§ **Passage provided**:

· · · · ·

So far, MLB’s highly-riveting ABS is proving to be a good call
Now that we’ve seen the entertainment value of the Automated Ball-Strike system (ABS), here’s a suggestion for Major League Baseball:
Bring Ángel Hernández out of retirement to work the plate at the All-Star Game.
The Midsummer Classic would turn into a head-tapping challenge-fest, with fans at Citizens Bank Park in Philadelphia roaring with every ball-strike call that gets overturned.
It will never happen. MLB in May 2024 reached a financial settlement with Hernández so he could retire at 62. But I’m not sure even commissioner Rob Manfred imagined the robo umps could be this riveting — and at least in the early returns, this good for the game.
ABS introduces new forms of scrutiny, new ways to talk baseball, new strategies to debate. Numerous players already have expressed remorse about using questionable judgment. Some reacted too passively, failing to seize an opportunity for a reversal. Others responded too aggressively, knowing each team in the first nine innings can miss on only two challenges.
Let ‘em fret. The rest of us can just enjoy the show.
Granted, this is the shiny new toy phase, the robots at their most romantic. Moments of exasperation are inevitable. Perhaps when a game ends on an overturned ball-strike call. Perhaps when an outcome turns over a difference of a tenth of an inch. But the ABS process is quick and definitive. And fans already are getting into it.
One of the most memorable sequences of the new season occurred Saturday in Cincinnati, when the crowd at Great American Ballpark roared successively louder when the Reds’ Eugenio Suárez had consecutive strike-three calls by CB Bucknor overturned.
John Sadak, the Reds’ television play-by-play man, called it as if Suárez had just smacked a walkoff homer in the ninth.
“The loudest cheers of the game — the Reds have hit two homers — come on back-to-back challenges!” Sadak cried.

· · · · ·

§ **Dataset content**:
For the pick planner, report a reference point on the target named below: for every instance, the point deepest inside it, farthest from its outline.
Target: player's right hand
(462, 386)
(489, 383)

· · · · ·

§ **Directions**:
1. Decide whether each statement agrees with the article on MLB's Automated Ball-Strike system. Answer yes or no, and quote the words of the article that settle it.
(a) MLB reached a financial settlement with Ángel Hernández in May 2024 so he could retire at 62.
(b) Each team can miss on three challenges in the first nine innings.
(c) The overturned strike-three calls on Eugenio Suárez were made by Ángel Hernández.
2. According to the article on MLB's Automated Ball-Strike system, who is the Reds' television play-by-play man?
3. Quote the stretch of the article on MLB's Automated Ball-Strike system from "One of the most" through "in the ninth.".
The data have no connection to the article on MLB's Automated Ball-Strike system.

§ **Solutions**:
1.
(a) Yes: "MLB in May 2024 reached a financial settlement with Hernández so he could retire at 62."
(b) No: "each team in the first nine innings can miss on only two challenges."
(c) No: "the Reds’ Eugenio Suárez had consecutive strike-three calls by CB Bucknor overturned."

2. John Sadak.

3.
One of the most memorable sequences of the new season occurred Saturday in Cincinnati, when the crowd at Great American Ballpark roared successively louder when the Reds’ Eugenio Suárez had consecutive strike-three calls by CB Bucknor overturned.
John Sadak, the Reds’ television play-by-play man, called it as if Suárez had just smacked a walkoff homer in the ninth.